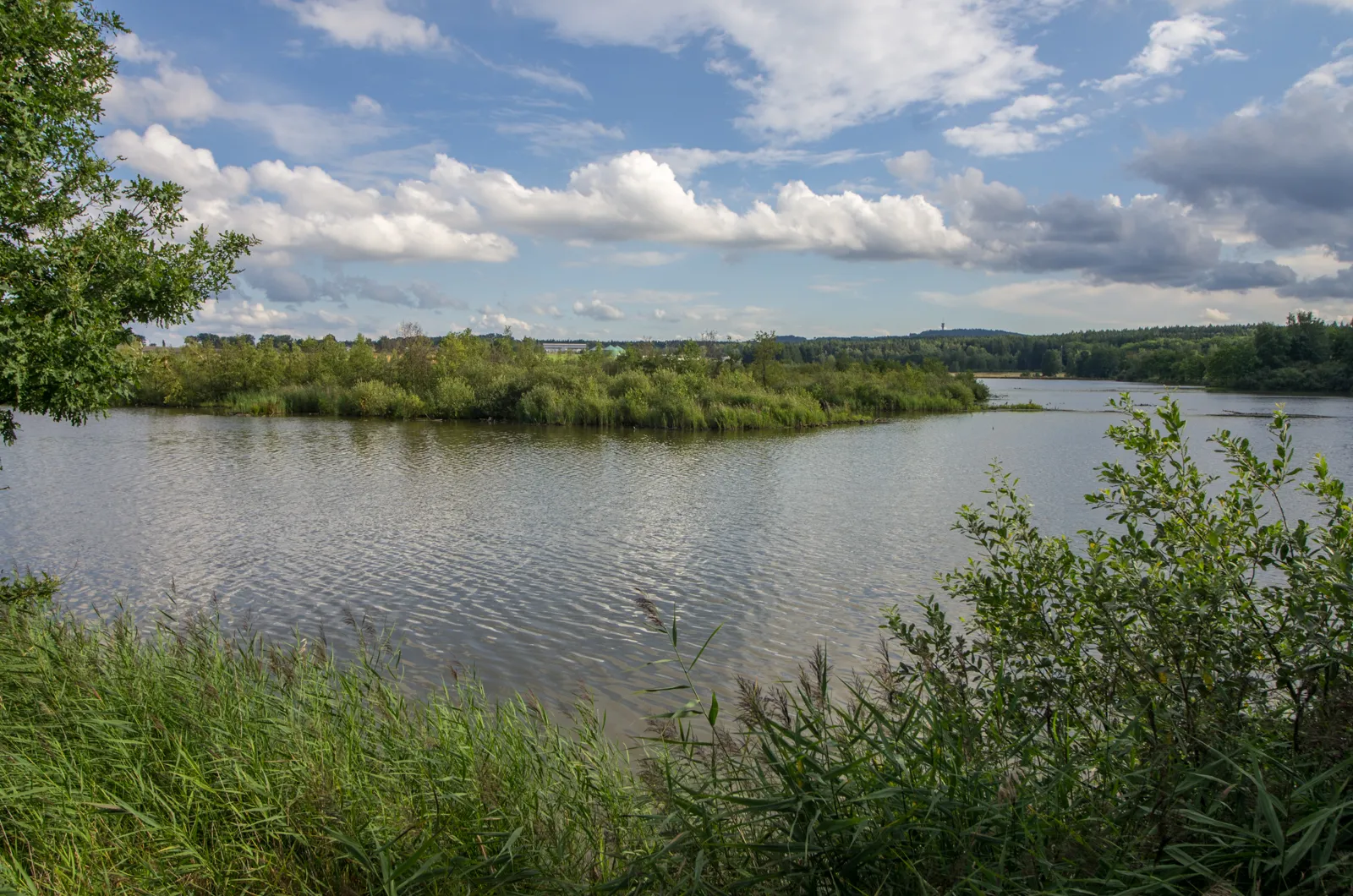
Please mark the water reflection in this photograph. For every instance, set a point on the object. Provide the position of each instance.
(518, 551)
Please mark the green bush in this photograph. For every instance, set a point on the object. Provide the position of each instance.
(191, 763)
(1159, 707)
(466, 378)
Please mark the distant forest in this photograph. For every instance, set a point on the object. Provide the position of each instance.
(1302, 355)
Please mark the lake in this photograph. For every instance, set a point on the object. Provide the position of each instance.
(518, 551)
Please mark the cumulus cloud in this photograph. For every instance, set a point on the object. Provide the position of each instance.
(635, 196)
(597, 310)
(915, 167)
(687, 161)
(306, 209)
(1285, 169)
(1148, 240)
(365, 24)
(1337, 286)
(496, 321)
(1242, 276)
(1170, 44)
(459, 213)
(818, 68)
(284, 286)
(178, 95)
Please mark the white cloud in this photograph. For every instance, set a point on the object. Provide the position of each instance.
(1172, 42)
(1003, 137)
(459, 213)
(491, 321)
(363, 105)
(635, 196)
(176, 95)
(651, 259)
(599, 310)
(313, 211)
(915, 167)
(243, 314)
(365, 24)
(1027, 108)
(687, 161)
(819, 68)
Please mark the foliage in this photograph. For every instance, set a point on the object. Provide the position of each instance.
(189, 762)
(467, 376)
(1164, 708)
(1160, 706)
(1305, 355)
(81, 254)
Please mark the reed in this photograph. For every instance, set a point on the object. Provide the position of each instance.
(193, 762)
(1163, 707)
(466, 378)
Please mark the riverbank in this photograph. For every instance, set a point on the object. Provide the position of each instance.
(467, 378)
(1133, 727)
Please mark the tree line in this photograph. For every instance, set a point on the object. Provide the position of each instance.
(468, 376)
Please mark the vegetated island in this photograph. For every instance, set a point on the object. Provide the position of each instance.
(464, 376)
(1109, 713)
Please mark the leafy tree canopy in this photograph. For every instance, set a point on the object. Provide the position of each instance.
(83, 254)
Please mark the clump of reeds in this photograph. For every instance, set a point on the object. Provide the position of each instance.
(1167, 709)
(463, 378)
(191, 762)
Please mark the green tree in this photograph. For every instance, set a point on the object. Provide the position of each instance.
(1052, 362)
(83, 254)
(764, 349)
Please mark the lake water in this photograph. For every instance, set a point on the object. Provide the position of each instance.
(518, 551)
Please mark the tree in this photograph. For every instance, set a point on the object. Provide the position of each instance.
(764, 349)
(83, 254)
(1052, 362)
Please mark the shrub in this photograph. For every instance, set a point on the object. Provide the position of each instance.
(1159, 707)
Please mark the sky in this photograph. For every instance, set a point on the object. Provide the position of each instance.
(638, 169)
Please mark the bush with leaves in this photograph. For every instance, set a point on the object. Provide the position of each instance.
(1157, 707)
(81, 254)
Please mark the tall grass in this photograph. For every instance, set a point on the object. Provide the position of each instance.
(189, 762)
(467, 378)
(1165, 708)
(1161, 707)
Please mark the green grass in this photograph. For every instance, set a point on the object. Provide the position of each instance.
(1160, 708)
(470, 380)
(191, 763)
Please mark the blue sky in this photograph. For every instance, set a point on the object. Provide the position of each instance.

--

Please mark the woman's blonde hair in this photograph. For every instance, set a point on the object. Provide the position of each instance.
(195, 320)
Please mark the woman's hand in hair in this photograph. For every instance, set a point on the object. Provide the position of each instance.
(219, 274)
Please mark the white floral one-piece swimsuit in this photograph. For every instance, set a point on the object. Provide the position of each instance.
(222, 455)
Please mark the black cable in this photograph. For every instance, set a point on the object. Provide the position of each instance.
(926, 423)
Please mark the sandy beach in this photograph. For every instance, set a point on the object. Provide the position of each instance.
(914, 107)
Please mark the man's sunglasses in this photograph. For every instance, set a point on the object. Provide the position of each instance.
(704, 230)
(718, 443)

==

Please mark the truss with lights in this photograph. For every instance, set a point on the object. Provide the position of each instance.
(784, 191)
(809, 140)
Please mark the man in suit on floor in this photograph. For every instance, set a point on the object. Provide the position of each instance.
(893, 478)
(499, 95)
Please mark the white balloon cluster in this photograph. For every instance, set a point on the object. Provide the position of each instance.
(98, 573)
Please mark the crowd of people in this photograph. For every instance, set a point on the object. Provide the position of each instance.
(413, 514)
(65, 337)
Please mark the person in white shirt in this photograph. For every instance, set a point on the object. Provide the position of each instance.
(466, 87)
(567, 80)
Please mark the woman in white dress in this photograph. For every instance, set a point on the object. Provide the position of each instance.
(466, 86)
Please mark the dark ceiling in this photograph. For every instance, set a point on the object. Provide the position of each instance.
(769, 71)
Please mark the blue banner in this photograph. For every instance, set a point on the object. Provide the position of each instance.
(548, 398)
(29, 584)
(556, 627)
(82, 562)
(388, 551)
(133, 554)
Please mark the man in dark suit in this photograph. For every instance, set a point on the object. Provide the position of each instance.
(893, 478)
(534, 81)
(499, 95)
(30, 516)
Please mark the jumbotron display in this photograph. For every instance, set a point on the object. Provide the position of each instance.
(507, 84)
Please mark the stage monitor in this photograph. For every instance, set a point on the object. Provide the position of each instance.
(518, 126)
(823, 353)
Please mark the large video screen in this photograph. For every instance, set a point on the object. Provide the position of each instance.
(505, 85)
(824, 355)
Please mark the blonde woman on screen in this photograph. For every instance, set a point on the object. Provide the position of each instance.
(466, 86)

EXERCISE TASK:
Please write out only the material between the lines holding "Please mark the tall" and "Please mark the blue sky", inclusive, keeping all wording the same. Multiply every point coordinate by 0.9 and round each result to a whole number, with halves rounded up.

ANSWER FOR THIS EXERCISE:
Please mark the tall grass in this photograph. For every instance, set a point on the object. Provide the position of each instance.
(170, 686)
(420, 340)
(1049, 637)
(1045, 636)
Please mark the green grass in this photograph. For every instance, set a point on the object. Provide the position of each instance.
(1044, 637)
(423, 342)
(172, 687)
Please mark the blue sky in this photograph. For every instance, set a point on the object. Provide the position of each instance.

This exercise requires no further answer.